## WHAT YOU ARE ASKED TO DO
From the entries that follow, report every line in which "with" occurs.

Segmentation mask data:
—————

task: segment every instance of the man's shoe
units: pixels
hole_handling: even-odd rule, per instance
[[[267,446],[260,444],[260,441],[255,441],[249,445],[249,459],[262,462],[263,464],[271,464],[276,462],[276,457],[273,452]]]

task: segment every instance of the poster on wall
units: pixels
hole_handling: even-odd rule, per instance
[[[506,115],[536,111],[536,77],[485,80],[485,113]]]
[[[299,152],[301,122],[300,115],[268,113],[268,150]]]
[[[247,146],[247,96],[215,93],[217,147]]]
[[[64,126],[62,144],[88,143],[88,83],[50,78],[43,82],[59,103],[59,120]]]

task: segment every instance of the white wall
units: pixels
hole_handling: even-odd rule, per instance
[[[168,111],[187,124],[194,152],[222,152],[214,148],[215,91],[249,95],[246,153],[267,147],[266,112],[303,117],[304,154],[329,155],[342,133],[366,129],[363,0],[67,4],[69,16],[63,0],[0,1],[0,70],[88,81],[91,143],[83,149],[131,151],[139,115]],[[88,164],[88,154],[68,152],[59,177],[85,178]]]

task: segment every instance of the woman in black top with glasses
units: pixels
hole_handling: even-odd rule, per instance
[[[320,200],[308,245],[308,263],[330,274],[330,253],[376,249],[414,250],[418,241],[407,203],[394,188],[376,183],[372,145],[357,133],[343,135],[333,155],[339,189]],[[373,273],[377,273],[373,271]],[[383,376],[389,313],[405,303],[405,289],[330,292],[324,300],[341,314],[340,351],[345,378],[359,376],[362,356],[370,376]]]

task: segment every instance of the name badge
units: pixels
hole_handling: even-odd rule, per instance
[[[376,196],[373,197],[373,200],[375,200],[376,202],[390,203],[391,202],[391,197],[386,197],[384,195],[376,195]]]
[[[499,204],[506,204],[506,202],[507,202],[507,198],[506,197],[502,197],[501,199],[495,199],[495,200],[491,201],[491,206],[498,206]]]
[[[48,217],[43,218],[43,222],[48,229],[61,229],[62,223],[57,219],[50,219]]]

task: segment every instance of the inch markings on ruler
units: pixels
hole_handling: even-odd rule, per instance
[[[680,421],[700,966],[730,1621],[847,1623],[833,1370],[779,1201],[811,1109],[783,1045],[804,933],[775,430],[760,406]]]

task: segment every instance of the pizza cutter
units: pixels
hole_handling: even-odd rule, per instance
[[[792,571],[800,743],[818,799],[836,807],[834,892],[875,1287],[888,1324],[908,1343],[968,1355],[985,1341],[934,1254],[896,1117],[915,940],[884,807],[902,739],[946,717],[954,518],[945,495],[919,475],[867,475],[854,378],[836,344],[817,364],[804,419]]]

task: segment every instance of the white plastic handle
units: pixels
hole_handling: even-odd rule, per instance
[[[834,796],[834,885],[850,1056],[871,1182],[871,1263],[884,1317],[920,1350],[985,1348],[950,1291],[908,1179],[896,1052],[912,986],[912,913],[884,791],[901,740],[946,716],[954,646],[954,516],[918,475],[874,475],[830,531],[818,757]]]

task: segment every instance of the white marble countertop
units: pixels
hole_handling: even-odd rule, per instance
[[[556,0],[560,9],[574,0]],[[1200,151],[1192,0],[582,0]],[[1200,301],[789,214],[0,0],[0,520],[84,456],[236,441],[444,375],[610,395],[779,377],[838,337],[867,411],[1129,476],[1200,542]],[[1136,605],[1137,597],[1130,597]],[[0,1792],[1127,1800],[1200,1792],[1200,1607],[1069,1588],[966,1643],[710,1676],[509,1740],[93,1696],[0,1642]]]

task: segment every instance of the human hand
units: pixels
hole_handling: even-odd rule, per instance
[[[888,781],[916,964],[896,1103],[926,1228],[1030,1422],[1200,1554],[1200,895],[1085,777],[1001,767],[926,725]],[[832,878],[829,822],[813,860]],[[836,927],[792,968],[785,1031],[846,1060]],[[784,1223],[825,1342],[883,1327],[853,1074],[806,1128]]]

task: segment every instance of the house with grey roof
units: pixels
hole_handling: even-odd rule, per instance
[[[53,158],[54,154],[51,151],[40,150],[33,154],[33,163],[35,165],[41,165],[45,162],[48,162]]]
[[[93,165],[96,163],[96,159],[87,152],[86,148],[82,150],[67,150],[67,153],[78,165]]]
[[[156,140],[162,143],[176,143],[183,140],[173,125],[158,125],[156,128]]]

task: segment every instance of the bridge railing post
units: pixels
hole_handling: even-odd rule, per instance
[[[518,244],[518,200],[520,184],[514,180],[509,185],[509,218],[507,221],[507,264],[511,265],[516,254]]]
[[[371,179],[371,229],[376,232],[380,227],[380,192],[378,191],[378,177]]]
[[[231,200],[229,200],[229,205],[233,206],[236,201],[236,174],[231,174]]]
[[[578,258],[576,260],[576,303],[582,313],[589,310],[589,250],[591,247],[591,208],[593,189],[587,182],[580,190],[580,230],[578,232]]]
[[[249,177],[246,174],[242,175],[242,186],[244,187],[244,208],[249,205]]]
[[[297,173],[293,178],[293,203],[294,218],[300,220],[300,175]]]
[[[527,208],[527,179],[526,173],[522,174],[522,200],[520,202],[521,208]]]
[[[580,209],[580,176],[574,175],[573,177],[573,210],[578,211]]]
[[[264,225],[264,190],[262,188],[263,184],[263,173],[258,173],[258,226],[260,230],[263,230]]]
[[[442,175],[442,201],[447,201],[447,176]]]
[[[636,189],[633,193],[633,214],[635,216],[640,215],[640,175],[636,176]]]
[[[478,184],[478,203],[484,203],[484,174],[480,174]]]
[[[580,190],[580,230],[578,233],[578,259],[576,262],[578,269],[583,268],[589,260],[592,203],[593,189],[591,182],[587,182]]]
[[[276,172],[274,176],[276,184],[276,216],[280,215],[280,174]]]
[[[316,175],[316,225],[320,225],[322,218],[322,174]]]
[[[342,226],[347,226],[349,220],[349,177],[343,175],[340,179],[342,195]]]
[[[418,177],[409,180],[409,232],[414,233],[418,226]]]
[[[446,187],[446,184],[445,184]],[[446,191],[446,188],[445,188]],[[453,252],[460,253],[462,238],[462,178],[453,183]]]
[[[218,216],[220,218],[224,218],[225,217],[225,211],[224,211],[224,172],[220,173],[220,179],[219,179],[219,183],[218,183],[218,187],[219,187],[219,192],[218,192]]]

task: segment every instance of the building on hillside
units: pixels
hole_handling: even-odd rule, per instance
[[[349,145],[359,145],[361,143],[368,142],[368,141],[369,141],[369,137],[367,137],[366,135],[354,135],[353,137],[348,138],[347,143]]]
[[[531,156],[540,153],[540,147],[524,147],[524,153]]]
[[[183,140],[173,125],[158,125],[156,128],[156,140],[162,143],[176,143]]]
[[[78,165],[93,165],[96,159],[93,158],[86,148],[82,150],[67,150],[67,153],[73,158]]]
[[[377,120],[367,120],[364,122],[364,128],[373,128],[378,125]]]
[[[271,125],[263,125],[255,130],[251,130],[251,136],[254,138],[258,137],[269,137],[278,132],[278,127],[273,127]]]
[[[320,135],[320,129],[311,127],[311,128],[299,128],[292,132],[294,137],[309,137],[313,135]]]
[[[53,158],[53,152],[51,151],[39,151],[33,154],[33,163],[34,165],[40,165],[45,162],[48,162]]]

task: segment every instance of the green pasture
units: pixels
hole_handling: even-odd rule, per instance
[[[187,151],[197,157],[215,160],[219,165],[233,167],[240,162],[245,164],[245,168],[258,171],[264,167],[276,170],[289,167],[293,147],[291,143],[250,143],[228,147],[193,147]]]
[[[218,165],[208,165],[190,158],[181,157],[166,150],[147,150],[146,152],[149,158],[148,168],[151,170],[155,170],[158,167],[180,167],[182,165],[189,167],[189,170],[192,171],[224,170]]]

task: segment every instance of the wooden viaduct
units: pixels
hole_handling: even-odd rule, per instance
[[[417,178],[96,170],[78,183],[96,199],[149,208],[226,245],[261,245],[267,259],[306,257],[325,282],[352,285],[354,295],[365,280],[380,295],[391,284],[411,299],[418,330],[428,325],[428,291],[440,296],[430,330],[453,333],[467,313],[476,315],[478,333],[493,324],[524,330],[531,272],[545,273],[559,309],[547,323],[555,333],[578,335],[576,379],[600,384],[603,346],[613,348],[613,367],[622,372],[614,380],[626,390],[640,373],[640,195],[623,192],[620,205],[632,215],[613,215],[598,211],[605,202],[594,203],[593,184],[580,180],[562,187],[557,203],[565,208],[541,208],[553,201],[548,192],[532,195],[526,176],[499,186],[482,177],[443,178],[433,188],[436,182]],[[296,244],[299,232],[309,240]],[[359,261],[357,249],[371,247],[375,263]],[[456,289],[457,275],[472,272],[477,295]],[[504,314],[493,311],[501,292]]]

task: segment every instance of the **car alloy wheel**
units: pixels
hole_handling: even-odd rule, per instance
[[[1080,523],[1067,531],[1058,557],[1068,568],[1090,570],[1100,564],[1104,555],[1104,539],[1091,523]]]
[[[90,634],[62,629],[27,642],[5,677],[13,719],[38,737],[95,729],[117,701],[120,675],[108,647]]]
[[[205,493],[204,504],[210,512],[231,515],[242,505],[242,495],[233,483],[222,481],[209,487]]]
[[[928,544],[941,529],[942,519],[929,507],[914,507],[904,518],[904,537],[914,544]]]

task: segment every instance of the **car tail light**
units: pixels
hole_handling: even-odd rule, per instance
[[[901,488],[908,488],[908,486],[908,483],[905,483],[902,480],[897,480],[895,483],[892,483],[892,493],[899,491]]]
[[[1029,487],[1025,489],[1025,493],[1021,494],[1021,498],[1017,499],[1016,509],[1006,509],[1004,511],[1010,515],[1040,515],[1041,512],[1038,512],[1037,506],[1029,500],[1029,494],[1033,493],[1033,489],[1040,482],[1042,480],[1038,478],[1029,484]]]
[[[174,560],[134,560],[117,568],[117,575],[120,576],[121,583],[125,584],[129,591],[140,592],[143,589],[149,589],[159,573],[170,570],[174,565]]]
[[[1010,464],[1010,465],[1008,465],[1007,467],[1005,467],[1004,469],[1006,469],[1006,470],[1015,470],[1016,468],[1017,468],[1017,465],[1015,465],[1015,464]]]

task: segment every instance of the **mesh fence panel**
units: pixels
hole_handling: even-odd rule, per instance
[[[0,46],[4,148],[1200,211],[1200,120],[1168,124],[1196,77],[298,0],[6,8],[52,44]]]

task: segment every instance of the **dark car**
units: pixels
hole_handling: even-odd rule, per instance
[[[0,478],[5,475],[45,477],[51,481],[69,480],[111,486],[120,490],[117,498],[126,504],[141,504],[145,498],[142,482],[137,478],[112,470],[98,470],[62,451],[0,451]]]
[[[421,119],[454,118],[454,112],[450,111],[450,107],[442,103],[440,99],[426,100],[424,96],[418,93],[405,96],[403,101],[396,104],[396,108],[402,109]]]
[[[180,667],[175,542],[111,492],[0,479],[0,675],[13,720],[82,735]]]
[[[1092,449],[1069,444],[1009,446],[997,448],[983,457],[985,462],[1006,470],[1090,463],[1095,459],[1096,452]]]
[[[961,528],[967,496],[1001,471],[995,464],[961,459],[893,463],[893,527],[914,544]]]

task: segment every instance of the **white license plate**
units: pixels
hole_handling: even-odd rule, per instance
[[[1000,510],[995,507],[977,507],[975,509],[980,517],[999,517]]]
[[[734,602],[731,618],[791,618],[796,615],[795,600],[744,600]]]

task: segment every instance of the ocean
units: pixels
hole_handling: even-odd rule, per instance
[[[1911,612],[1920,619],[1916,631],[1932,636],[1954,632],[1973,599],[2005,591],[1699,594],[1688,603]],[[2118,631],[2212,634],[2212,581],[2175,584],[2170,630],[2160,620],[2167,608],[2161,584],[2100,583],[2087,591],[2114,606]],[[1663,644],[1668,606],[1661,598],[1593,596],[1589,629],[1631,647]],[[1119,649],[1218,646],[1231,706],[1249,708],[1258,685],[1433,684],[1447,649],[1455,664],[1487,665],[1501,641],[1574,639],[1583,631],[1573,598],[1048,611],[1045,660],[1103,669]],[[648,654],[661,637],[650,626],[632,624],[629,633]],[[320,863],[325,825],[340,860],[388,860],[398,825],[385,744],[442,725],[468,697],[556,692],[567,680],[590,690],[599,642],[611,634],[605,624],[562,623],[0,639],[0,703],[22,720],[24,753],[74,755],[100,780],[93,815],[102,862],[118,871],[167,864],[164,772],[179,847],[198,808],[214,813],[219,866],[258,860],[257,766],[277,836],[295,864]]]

—————

## OUTPUT FOR THIS EXERCISE
task: segment every instance of the woman in black top with glasses
task: segment every instance of the house with grey roof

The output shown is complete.